* Start TEXT PROVIDED *

FIG. 46 is an illustration of a general purpose computer system,
representing one of many suitable computer platforms for
implementing the inventive RTL level extraction and analysis
methods described above. FIG. 46 shows a general purpose computer
system 950 in accordance with the present invention includes a
central processing unit (CPU) 952, read only memory (ROM) 954,
random access memory (RAM) 956, expansion RAM 958, input/output
(I/O) circuitry 960, display assembly 962, input device 964, and
expansion bus 966. Computer system 950 may also optionally include
a mass storage unit 968 such as a disk drive unit or nonvolatile
memory such as flash memory and a real-time clock 970.
CPU 952 is coupled to ROM 954 by a data bus 972, control bus 974,
and address bus 976. ROM 954 contains the basic operating system
for the computer system 950. CPU 952 is also connected to RAM 956
by busses 972, 974, and 976. Expansion RAM 958 is optionally
coupled to RAM 956 for use by CPU 952. CPU 952 is also coupled to
the I/O circuitry 960 by data bus 972, control bus 974, and address
bus 976 to permit data transfers with peripheral devices.
I/O circuitry 960 typically includes a number of latches, registers
and direct memory access (DMA) controllers. The purpose of I/O
circuitry 960 is to provide an interface between CPU 952 and such
peripheral devices as display assembly 962, input device 964, and
mass storage 968.
Display assembly 962 of computer system 950 is an output device
coupled to I/O circuitry 960 by a data bus 978. Display assembly
962 receives data from I/O circuitry 960 via bus 978 and displays
that data on a suitable screen.

* End TEXT PROVIDED *
* Start RECORD EXTRACTS *

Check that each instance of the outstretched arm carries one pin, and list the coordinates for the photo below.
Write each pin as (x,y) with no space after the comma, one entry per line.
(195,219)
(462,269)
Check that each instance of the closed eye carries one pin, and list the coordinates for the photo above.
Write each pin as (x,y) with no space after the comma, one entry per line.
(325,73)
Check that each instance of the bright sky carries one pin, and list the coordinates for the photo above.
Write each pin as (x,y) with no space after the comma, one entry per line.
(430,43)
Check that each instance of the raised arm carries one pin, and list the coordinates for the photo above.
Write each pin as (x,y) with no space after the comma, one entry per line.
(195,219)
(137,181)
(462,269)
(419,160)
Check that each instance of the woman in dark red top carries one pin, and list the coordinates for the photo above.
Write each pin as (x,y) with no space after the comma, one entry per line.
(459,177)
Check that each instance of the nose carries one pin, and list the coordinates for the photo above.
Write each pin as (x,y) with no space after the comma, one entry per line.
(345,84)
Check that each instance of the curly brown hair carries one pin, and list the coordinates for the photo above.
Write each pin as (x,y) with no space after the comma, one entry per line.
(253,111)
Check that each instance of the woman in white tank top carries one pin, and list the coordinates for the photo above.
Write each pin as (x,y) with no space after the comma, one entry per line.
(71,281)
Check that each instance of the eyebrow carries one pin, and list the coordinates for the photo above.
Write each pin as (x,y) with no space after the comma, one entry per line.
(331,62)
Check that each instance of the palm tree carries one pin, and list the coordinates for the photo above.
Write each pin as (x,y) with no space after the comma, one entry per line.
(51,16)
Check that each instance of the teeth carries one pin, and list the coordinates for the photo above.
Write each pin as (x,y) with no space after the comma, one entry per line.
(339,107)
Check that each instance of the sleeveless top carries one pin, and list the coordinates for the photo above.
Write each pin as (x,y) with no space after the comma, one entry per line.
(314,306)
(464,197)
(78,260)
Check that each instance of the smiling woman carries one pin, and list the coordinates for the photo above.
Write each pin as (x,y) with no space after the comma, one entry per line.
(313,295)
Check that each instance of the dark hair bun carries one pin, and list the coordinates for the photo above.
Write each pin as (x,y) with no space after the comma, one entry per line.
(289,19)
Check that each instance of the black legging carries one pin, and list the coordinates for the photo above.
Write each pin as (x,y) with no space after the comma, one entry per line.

* End RECORD EXTRACTS *
* Start RECORD EXTRACTS *

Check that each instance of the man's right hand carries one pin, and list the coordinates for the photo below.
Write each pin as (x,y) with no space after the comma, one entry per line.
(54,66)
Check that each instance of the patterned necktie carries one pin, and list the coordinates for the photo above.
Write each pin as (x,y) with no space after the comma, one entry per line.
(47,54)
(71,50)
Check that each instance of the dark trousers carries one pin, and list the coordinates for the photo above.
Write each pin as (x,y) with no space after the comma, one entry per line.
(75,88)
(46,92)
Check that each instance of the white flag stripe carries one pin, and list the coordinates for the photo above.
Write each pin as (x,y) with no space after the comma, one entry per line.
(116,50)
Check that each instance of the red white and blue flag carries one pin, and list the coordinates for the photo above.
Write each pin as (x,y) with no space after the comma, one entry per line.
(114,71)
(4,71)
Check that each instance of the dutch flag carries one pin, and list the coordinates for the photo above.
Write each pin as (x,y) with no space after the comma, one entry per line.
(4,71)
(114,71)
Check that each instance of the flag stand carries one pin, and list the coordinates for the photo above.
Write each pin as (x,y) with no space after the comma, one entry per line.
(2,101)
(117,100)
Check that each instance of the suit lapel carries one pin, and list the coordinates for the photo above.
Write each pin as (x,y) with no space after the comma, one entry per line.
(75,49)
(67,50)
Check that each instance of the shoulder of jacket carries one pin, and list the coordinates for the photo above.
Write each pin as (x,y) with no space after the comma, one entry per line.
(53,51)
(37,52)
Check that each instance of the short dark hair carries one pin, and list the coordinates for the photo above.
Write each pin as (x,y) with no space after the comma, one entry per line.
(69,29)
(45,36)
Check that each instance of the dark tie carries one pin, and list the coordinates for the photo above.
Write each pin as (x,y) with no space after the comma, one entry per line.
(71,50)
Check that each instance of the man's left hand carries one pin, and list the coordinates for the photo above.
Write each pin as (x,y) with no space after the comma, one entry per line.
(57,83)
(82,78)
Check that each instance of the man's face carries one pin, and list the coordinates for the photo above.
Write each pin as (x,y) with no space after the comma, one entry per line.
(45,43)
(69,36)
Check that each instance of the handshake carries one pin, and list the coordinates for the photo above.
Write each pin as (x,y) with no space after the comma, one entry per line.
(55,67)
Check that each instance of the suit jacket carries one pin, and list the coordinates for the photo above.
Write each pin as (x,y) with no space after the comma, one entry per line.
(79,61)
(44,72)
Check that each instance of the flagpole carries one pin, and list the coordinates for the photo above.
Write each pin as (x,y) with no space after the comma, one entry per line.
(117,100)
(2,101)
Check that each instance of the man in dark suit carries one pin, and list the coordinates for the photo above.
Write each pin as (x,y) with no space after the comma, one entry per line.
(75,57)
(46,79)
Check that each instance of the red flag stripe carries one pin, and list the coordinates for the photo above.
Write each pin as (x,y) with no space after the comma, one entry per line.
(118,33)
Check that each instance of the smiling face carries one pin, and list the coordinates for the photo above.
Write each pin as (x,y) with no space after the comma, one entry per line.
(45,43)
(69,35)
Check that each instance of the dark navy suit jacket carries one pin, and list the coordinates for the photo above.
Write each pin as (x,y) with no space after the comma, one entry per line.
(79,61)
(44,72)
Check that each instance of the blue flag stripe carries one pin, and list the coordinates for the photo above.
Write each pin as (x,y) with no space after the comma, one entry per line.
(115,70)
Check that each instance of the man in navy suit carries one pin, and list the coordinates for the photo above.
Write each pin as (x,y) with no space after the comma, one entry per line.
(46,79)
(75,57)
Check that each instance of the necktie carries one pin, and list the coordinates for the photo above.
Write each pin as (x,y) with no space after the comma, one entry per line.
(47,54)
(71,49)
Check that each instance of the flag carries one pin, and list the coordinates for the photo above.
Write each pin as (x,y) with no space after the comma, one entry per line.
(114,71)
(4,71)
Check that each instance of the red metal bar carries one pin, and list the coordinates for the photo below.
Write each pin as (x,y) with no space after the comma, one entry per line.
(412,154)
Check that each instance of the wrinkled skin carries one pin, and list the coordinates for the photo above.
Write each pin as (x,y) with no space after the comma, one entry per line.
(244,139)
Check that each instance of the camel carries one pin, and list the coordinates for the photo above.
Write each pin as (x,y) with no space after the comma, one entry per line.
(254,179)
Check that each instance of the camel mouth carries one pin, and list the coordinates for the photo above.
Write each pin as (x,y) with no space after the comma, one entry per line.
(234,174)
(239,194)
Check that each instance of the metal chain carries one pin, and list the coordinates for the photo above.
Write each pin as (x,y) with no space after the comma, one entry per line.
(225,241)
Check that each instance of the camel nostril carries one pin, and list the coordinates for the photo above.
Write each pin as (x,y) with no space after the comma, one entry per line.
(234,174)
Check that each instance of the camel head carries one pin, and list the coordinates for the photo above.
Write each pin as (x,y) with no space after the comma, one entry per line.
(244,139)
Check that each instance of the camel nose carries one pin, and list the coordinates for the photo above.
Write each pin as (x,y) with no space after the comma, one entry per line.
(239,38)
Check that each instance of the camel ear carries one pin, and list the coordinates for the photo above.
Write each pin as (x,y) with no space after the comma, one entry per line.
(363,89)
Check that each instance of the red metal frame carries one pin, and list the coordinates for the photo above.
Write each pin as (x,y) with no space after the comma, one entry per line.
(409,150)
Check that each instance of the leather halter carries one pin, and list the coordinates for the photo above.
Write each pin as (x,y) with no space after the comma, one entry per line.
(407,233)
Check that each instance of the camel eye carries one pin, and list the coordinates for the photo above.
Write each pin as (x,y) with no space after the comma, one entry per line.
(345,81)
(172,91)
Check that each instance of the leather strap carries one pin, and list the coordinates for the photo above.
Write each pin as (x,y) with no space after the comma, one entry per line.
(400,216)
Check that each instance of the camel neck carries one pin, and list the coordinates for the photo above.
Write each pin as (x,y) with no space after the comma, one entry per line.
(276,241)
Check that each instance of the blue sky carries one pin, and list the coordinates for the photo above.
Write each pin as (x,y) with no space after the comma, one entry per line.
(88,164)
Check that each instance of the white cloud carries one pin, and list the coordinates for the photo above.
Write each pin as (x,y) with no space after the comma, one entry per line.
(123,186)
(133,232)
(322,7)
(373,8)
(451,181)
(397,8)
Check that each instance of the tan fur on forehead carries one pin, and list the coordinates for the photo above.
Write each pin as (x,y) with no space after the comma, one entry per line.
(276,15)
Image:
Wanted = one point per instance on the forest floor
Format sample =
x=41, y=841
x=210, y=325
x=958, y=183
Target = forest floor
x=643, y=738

* End RECORD EXTRACTS *
* Start RECORD EXTRACTS *

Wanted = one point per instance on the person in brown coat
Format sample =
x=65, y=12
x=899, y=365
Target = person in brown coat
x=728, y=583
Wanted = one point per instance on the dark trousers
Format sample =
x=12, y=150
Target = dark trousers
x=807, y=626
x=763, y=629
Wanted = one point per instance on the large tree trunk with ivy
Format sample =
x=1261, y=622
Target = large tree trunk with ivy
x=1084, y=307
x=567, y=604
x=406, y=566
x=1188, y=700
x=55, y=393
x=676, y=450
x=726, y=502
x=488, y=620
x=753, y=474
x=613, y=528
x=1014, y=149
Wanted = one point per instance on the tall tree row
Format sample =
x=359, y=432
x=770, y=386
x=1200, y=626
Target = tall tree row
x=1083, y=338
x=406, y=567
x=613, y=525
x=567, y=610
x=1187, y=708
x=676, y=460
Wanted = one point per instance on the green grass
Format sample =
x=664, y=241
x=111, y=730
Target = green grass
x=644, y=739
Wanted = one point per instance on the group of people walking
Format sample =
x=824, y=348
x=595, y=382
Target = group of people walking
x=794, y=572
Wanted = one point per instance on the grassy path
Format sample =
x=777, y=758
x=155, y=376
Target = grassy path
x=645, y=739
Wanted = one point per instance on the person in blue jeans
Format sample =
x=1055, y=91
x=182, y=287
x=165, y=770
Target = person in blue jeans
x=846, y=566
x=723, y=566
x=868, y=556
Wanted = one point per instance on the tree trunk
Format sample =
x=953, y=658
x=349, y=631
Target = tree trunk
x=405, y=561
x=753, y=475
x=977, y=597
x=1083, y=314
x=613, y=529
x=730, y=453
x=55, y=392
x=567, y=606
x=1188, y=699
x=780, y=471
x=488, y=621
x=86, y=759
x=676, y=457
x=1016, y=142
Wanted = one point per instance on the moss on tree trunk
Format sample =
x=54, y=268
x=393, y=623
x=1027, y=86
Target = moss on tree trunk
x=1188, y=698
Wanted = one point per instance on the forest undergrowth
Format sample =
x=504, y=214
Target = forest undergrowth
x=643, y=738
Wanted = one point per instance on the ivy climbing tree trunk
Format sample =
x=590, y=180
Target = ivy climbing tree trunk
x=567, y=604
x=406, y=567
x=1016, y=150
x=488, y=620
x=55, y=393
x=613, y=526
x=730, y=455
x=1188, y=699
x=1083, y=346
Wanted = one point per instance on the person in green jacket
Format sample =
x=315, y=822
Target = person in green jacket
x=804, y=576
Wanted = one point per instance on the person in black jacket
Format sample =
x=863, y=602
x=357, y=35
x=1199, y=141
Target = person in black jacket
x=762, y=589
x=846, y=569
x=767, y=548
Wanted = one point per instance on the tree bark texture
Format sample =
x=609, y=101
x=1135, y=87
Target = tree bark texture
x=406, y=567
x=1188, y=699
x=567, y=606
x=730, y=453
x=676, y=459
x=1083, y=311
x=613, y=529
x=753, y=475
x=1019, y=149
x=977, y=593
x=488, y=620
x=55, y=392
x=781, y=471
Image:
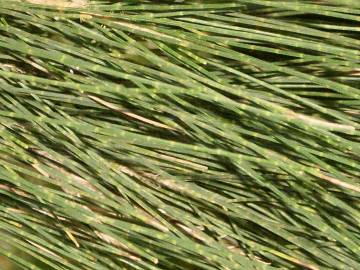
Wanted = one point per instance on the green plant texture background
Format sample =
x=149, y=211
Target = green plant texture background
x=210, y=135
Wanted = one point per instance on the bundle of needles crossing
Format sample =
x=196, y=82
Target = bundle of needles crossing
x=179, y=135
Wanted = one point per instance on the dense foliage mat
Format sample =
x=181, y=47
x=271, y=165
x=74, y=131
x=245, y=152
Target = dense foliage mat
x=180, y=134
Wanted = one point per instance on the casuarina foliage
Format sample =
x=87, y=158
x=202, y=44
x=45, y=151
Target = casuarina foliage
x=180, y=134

* End RECORD EXTRACTS *

#### EXERCISE
List every bus named in the computer system text, with its reference number.

#### FINISHED TASK
- Expansion bus 966
- Data bus 972
- Control bus 974
- Address bus 976
- Data bus 978